_SOURCE DOCUMENT_.
────────────────

The title says it all. You can imagine this music playing in the background while your favorite hollywood hunk and babe are Baja bound in their green Miata, or while Russia prepares for war and a ranting Hitler and ranks upon ranks of the German army fill the screen in a movie about the "Last Letters From Stalingrad". This music is about using your imagination, about zoning out while the electronic tones wash through you, about letting your open mind take you to far away places and fascinating situations.

Don't look for the conventional attributes of music on this CD. Melody isn't at a premium here, and the rhythm is very varied and sometimes almost non-existent. What you'll find instead is a record brimming with moods and tones and atmospheres. In private conversations with band members it was described as 'progressive-electronica', a fusing of the band members' musical preferences which range from electronic-ambient music through hard rocking, spaceprog and world music, to 1970s-era Tangerine Dream.

────────────────

_DATA RECORDS_.

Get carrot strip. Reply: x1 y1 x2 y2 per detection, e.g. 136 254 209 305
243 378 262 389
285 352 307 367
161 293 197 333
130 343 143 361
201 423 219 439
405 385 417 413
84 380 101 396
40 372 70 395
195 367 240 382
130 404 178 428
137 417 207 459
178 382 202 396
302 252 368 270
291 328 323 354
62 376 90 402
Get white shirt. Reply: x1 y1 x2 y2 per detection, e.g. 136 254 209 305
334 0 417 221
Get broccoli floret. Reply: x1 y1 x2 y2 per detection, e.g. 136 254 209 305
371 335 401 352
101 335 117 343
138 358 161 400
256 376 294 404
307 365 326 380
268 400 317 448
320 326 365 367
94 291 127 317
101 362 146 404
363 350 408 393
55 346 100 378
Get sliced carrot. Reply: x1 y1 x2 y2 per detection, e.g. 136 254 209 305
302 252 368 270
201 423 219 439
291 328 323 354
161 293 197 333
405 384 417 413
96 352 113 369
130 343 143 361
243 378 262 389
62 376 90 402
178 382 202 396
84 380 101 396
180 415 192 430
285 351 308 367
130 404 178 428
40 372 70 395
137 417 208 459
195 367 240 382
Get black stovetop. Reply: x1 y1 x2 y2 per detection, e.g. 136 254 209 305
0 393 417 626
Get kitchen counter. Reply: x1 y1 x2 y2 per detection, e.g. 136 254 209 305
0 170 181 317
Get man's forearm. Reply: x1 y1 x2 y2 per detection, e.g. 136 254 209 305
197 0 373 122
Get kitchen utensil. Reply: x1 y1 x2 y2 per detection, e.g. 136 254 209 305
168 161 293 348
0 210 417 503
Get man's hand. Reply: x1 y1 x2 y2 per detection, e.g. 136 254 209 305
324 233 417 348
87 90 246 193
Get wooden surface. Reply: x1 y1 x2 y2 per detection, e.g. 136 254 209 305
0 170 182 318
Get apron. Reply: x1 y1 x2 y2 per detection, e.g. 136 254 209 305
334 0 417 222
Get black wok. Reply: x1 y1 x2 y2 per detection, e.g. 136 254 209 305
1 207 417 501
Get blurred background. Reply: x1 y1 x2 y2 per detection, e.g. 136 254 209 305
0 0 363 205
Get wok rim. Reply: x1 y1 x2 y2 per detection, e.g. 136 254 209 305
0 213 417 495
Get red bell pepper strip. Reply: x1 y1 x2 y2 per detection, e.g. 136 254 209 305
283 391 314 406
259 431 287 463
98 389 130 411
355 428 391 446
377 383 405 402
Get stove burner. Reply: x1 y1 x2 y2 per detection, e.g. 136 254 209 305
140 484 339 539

────────────────

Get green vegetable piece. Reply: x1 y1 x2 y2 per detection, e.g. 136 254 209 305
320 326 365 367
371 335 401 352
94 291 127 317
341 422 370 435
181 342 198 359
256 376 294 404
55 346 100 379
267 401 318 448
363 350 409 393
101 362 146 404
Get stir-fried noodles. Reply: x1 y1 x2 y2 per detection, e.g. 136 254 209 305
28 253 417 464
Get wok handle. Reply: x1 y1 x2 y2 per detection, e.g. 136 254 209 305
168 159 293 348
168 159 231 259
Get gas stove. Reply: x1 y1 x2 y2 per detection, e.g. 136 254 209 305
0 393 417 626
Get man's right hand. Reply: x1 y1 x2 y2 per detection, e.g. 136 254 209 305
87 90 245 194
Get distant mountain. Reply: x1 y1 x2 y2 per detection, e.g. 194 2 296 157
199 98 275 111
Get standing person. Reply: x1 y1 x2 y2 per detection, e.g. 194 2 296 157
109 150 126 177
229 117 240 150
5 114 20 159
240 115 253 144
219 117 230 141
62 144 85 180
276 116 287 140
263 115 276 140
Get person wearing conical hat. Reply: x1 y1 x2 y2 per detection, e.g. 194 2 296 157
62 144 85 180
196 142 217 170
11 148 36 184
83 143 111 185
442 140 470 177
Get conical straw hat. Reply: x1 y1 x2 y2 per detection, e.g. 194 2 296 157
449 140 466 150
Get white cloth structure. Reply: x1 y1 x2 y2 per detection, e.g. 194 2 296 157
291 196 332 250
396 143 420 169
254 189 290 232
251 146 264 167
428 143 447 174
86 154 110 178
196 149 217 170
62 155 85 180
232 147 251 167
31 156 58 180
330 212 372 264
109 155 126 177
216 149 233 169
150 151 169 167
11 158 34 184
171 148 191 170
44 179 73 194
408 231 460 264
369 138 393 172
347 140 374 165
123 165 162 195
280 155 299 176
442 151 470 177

────────────────

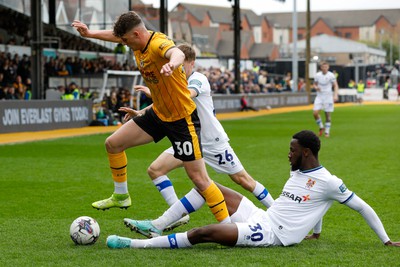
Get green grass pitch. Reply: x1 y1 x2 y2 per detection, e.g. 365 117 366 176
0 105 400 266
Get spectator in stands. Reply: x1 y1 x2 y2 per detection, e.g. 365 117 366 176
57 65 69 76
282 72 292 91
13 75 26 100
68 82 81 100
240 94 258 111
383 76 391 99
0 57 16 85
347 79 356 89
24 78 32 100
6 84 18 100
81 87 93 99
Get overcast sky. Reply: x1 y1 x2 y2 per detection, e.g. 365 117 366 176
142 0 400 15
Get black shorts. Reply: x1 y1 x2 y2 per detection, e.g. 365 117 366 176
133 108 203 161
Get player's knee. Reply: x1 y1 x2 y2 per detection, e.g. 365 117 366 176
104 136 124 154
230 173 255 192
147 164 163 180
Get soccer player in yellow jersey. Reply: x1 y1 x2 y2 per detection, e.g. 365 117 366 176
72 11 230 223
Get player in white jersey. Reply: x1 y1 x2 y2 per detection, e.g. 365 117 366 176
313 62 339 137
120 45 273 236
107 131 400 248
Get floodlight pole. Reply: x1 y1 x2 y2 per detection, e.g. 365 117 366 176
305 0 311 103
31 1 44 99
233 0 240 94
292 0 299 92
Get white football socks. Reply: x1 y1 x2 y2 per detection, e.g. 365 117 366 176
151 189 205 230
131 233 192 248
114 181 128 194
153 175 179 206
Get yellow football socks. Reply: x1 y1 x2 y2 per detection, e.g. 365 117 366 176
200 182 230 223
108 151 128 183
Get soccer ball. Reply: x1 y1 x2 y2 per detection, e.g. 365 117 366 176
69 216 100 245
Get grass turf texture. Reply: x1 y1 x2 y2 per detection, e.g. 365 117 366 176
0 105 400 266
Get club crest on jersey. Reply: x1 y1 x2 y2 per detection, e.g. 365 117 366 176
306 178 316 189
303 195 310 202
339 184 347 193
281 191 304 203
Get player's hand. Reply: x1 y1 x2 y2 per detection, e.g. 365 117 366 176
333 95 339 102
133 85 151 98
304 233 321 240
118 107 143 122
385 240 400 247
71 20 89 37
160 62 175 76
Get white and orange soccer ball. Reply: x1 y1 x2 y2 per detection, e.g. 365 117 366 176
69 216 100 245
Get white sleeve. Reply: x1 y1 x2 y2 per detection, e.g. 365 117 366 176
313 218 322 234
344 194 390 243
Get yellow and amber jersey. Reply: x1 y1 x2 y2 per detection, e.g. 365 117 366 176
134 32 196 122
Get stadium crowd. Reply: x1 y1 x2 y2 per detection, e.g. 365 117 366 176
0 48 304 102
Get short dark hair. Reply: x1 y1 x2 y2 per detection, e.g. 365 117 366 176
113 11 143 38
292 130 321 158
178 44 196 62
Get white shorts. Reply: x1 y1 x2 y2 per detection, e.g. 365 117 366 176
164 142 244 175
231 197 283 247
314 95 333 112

────────────────

_EXERCISE DIRECTIONS_. In the CD review, what term did band members use for the music in private conversations?

_WRITTEN SOLUTION_. Progressive-electronica